# Start of Records shown

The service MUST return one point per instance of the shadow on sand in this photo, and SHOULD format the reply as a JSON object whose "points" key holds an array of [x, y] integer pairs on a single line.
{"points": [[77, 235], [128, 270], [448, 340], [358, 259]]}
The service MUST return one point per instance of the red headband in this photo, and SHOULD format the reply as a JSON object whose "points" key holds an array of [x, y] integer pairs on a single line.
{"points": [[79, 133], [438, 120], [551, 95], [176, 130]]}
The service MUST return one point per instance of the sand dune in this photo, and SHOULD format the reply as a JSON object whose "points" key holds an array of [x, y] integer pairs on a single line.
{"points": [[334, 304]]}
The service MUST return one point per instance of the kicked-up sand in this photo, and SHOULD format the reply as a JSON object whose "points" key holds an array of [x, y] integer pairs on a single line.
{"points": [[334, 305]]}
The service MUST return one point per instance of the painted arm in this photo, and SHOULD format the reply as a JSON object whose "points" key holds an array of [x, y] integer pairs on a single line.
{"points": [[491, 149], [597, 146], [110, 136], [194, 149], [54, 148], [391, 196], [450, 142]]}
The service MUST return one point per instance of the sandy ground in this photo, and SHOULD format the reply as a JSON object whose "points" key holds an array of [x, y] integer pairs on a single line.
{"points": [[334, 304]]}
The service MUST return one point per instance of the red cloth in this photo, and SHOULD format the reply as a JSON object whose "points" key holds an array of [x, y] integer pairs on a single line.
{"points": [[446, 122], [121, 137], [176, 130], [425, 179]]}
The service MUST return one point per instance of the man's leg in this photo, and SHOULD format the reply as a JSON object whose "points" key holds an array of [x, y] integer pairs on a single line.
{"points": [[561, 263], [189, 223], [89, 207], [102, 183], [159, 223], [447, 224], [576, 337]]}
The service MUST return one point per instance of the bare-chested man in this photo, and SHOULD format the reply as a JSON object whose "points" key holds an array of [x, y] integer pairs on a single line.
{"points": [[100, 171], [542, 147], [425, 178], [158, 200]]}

# End of Records shown

Given exercise: Swap "photo" for "image" in the part of the material that opens with the line containing "of the bare-chested" and closes at the end of the material. Rewrite only that part, with every other word unchanged.

Task answer:
The service MUST return one point per instance of the bare-chested man in this image, and SHOULD format the reply as a JSON object whose "points" key holds an array of [x, y] integer pairs on a single line.
{"points": [[100, 171], [542, 147], [425, 178], [158, 200]]}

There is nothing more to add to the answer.